Copy the data from the line containing "Spot every instance of the bathroom" through the end of the data, with the requests unchanged. Shift every pixel coordinate in the answer points by -143.

--- RECORDS SHOWN ---

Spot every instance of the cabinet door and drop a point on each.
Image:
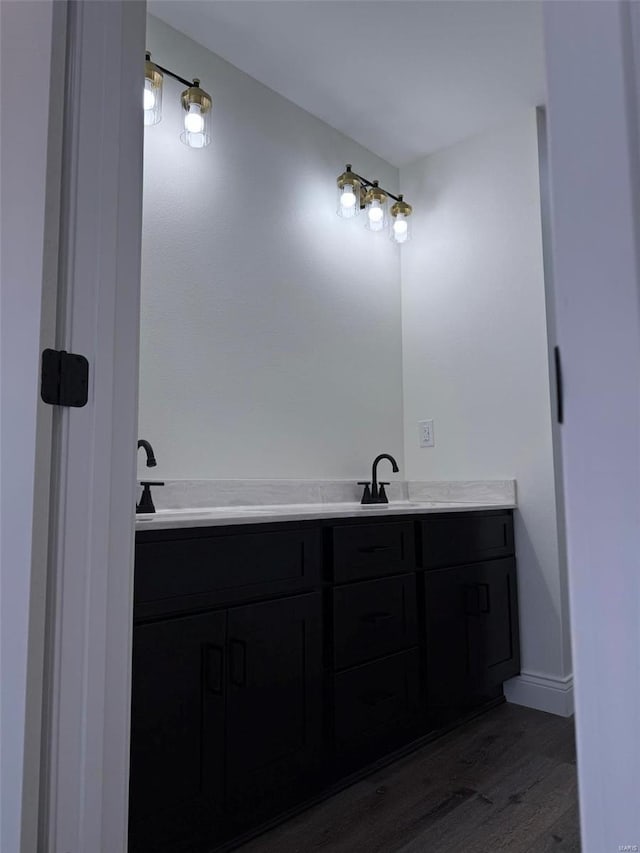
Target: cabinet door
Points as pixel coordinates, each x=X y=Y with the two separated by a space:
x=177 y=732
x=472 y=641
x=274 y=704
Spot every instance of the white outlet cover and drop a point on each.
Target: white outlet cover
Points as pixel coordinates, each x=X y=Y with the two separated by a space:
x=425 y=433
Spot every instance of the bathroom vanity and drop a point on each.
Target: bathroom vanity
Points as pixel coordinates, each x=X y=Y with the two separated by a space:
x=276 y=659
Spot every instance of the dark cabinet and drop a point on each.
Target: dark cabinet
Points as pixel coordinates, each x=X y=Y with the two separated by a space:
x=374 y=618
x=451 y=540
x=177 y=732
x=471 y=633
x=271 y=662
x=274 y=704
x=376 y=707
x=372 y=550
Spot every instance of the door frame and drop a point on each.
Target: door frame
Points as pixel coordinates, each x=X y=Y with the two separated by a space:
x=85 y=765
x=594 y=159
x=91 y=565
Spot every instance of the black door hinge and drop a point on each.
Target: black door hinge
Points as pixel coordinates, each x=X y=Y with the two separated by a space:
x=65 y=378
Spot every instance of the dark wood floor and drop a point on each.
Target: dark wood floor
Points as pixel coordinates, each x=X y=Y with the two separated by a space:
x=503 y=782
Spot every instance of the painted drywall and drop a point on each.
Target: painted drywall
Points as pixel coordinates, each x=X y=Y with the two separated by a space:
x=595 y=172
x=475 y=351
x=271 y=333
x=22 y=540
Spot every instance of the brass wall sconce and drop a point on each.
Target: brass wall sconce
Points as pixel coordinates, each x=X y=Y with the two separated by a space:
x=195 y=129
x=356 y=193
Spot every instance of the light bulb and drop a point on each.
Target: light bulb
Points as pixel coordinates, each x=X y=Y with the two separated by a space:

---

## OUTPUT FOR THIS EXERCISE
Spot every instance of the bathroom vanity and drop a point on each.
Target: bathroom vanity
Points as pixel coordinates, each x=X y=Y with the two separated by a space:
x=133 y=516
Spot every instance of the dark cabinet and drop a point on each.
Target: dark cabinet
Points as pixel coordinates, each x=X y=Y with the two separated by a space:
x=231 y=475
x=308 y=397
x=34 y=589
x=328 y=490
x=128 y=519
x=131 y=561
x=233 y=564
x=229 y=407
Spot every instance of the door frame and drop a point on each.
Target: door frame
Points as pixel coordinates, each x=X y=Y with the two separated by a space:
x=-58 y=622
x=451 y=16
x=-52 y=422
Spot every instance of the black door hinge and drop a point on each.
Target: black door hinge
Points as pixel coordinates, each x=X y=Y with the two separated by a space:
x=-78 y=235
Spot every instance of the dark wood floor and drop a point on each.
Target: dark wood floor
Points as pixel coordinates, each x=X y=Y with the two separated by a space:
x=360 y=639
Spot every instance of the painted drywall and drop a point on each.
Target: painted drywall
Points as pixel coordinates, each x=X y=Y with the two separated by a space:
x=452 y=29
x=332 y=208
x=128 y=190
x=-121 y=397
Spot every instance of the brass wall sconce and drop a point on each.
Target: brass wall sconce
Points as pixel coordinates, each x=X y=Y with the two separated by a space:
x=52 y=-14
x=213 y=50
Spot every instance of the light bulb and drop a point on each.
Target: light bulb
Points as pixel coordinates, each x=X y=Y with the two separated by a space:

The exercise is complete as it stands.